# me and jester about 5 years ago



## giget (May 24, 2007)

hey have been so scared to ask for critique in case people abuse me because of my weight so i thought id post pick of me about fours years back when i was just beginning in English style riding. YES I KNOW I WAS OVERWEIGHT i have lost weight since these pics but do not want any critique of my weight the pony is very stocky and supported me well. he is a 14.3hh welsh arab gelding who i recently sold we went on from these height to grade 1 pc.


----------



## meggymoo (Mar 10, 2007)

I dont tend to critique often. So i'll just say 3rd pic it looks like your lower leg could do with being just a bit further forward. And 4th pic your stirrups look a bit too long. But you look great together. I love the last pic, looks like a nice size jump too. :wink: 

I think your pony is lovely, and you certainly both enjoyed yourself. Its good to see people having fun with their horse/ponies.

And I dont think you look overweight at all.


----------



## kristy (Dec 8, 2006)

I promise, so one here will say anything negative about your weight, the other mods and I will be sure of it. :wink: Besides, your weight looks perfectly fine!


----------



## giget (May 24, 2007)

thanks very much both of you yes i had a terrible problem with keeping my legs folward when i started jumping am finally managing to keep it in check. my boyfirend and i were alternating who was on the horse in the forth pic and when i was riding in it i had the stirrups hooked over th saddle so i didnt bother to alter them thanks


----------



## giget (May 24, 2007)

the last photo was recently taken for some people who were wanting to purchase jesteri think it was just below a meter


----------



## xxxMYSTYxxx (Aug 4, 2007)

---------------

What the task requires →
Copy out the part of the pony critique thread above, starting at "## meggymoo (Mar" and stopping after "overweight at all.".

Information supplied →
---------------

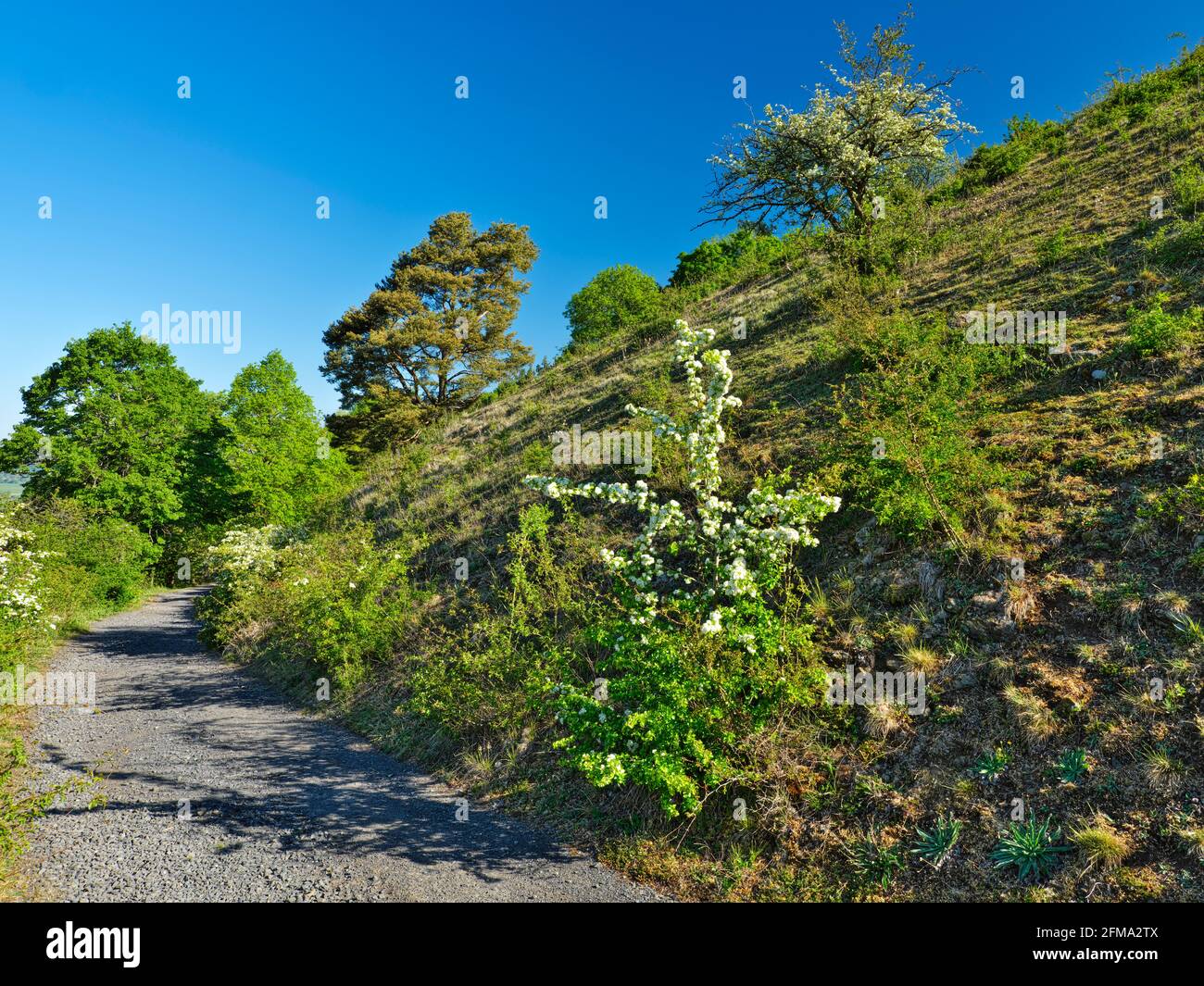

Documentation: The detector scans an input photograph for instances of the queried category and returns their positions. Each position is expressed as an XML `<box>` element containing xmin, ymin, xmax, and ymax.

---------------

Written response →
## meggymoo (Mar 10, 2007)

I dont tend to critique often. So i'll just say 3rd pic it looks like your lower leg could do with being just a bit further forward. And 4th pic your stirrups look a bit too long. But you look great together. I love the last pic, looks like a nice size jump too. :wink: 

I think your pony is lovely, and you certainly both enjoyed yourself. Its good to see people having fun with their horse/ponies.

And I dont think you look overweight at all.